Task A:
Answer these questions from the Rachael Sarra interview below, marking each answer (i), (ii), (iii):
(i) What does each box sold contribute to?
(ii) What college did Rachael graduate from, and with what degree?
(iii) How many children did her paternal grandparents have?
Task B:
Write the next part of the interview with Rachael Sarra below, picking up after its final line.

Passage:
####################
Rolling with Rachael Sarra

Rolling with Rachael Sarra

 We've been holding this one in for a while now, it was starting to get uncomfortable 😂 We're so excited to launch our local artist collab with Contemporary Aboriginal Artist Rachael Sarra from Goreng Goreng Country, on our box of 48, 100% Recycled Toilet Paper. Each box sold contributes to The Bridging The Gap Foundation, which aims to improve and advance the lives of Indigenous Australians. 

We had a D&M with Rachael in the bathroom to find out more about her as an artist and how she uses art to educate and share Aboriginal culture and it’s evolution.

Tell us a little bit about yourself, where you grew up and how you became an artist?

My story is one that a lot of people can probably see themselves in actually. I am a mixed race, Aboriginal woman. On my fathers side, my grandmother was an Aboriginal woman and my grandfather was Italian. He came over to Australia after the war and his wife and family were supposed to meet him here but they never ended up making it over. He met my Grandmother and they have 10 children. On my mothers side, her family would identify as Australian, though they have french, English and Irish ancestry. We found out that my mothers side of the family came over to Australia as convicts. Which leads me into my story. I'm a product of who has come before me and my mixed race has caused me a lot of confusion around my identity, who I am and where I belong. I guess that's my story. I am uniquely me. I'm not perfect but I am unique, just like we all are. That's one thing my Dad has taught me. For me, the internal conflict of feeling too black to be white and not black enough to be black is not uncommon. I think it's something most of us have grappled with in our lives. But that's why art became so important to me. I graduated from the Queensland College of Art with a Bachelor of Design - Visual Communication design and even throughout that process I didn't know what role it would play. But as I started to connect my culture to my art and design that's when Art became an outlet for me to belong somewhere. I belonged in my artwork, the energy and emotions are intrinsically linked to my experiences so it's been a place where I could feel peace.

What was one piece of advice that someone gave you that you can pass on to someone growing up and inspire them to become an artist?

I can't remember what friend said this to me but essentially Governments will never adequately fund the creative industry because they are scared that artists will be able to create more change than what they do. For me I think that really reframes the power of art and design. It's not just pretty pictures but it's visual communication, powerful communication and human connection. Art and design is such a vehicle for change and it's a style of communication that is different. There isn't a right answer or a calculated way to get from A to B. It's open to interpretation.

How does your heritage influence your artwork?
####################
Dataset excerpts:
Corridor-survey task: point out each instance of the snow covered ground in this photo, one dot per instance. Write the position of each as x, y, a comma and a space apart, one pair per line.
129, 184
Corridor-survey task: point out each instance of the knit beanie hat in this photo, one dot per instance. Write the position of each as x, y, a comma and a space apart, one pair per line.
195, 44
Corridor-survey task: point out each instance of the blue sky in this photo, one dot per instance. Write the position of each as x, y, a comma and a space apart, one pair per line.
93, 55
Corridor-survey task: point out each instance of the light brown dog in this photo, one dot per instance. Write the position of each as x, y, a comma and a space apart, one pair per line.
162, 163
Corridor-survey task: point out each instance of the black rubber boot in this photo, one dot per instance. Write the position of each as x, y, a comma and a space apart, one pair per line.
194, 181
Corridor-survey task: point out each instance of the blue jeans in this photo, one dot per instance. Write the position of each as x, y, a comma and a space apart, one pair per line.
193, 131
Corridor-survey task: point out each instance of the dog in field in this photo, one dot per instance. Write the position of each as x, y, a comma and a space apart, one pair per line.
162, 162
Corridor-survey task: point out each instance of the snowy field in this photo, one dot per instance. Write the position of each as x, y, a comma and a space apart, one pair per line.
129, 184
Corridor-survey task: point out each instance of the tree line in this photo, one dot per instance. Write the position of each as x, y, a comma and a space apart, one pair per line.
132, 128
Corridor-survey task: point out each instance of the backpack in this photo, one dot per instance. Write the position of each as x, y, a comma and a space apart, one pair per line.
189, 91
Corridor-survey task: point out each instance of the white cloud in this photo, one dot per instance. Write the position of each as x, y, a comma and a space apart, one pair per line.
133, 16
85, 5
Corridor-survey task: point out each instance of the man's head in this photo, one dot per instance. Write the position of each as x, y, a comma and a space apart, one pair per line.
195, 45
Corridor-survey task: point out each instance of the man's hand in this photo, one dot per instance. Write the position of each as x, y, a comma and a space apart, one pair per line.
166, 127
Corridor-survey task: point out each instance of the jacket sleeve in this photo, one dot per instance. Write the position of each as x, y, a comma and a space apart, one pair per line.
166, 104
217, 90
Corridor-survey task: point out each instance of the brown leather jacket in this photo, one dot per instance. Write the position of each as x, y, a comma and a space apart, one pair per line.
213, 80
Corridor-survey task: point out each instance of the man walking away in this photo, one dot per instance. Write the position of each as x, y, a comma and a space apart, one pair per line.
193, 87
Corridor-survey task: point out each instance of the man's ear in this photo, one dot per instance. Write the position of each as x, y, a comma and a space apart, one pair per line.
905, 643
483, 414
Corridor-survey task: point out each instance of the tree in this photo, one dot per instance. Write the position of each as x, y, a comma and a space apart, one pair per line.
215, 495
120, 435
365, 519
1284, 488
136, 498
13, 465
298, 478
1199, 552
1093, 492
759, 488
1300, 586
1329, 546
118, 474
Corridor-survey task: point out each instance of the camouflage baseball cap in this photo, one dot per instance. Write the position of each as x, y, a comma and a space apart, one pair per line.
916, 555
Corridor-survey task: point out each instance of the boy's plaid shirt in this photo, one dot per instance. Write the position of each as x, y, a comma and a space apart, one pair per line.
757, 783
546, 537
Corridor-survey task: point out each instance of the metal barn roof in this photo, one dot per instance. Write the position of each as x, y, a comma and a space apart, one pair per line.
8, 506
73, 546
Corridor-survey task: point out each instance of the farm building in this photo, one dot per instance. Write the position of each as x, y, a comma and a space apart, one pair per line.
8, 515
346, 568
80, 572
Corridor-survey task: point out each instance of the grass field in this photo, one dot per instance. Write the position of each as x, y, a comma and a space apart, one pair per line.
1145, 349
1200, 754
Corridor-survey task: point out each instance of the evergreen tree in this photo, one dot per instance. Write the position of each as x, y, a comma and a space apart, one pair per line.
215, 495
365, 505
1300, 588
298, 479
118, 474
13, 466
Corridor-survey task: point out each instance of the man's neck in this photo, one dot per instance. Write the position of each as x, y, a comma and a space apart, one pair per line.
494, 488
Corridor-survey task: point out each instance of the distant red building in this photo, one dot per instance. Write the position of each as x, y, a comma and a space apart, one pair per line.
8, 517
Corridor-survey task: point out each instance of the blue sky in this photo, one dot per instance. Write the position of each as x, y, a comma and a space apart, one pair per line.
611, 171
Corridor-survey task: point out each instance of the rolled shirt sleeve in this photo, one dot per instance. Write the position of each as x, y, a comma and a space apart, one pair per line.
####################
Output A:
(i) The Bridging The Gap Foundation.
(ii) The Queensland College of Art, with a Bachelor of Design - Visual Communication design.
(iii) 10.

Output B:
To me my heritage is my art and art has always been part of my heritage. They are one the same. I take so much inspiration from my traditional heritage but I connect it to who I am today and every day. My identity will always be an evolution and my art is a way for me to preserve and nurture that connection. It may look different to the past but it is cut from the same cloth. I'm standing on the shoulders of my ancestors and doing my very best to exist in this modern world.

Rachael Sarra

What role does the environment play in your artwork?

Caring for Country is so important. We see country, we hear country, we are country. Our ancestors spirits are everywhere and we need to care for them. They create the beautiful contours of the land, they are the salt water that heals us, the are the leaves rustling in the wind. I am constantly inspired by the environment consciously and subconsciously.

How does your art represent what it means to be an Indigenous Australian?

I touched on it earlier, but it's an extension of who I am, who's come before me and who's still to come. It's storytelling and it's the preservation of our culture. We are diverse and a nation of nations. My work is just telling my own stories based off my experiences as a Goreng Goreng woman in a modern world.

Pink is a colour that is central to your artwork. Why is pink such a significant colour for you?

I've always been really into the psychology and theory of colours. Aside from pink being a personal favourite it also has a calming effect and can also be quite stimulating. They are two feelings I really like to surround myself with. It's also just a really cool colour and has kind of become my signature.

You do a lot of collaborations and partnerships with businesses and local councils, why did you choose to partner up with How We Roll and what other unique/exciting collaborations you have done?

When I was younger I didn't see who I was represented very often and as I got older a lot of people had preconceived ideas about what Aboriginal art should be. So I love to collaborate with cool people doing cool things and through those partnerships I'm able to show how our culture and our art is evolving. It's not about saying this is the only way, but it's about putting our art out there so that young mob can dare to dream for themselves. I've had the pleasure of working with some really cool people like Tourism Australia, Kmart Australia, Lush Uk and Aus and obviously How We Roll. But through these partnerships I've been able to see my art come to life in ways that I never imagine. I think it's through these partnerships that I personally will be able to create change.

How important are these collaborations with businesses like How We Roll to artists like yourself?

They are so important. For me personally, I believe it's these partnerships that have the most power to create change. Private businesses aren't governed by policies and procedures that don't serve us. So for me when you find a business like How We Roll who are environmentally friendly and open to collaboratively working with artists like myself it's not only the representation that matters but it's also about being able to care for country and create environments where mob feel culturally safe. These collaborations also allow us to exist individually outside of agencies so we can determine our own futures.

The three pieces of artwork you created for How We Roll tells a story, can you explain a little more about how the colour and patterns help narrate the story?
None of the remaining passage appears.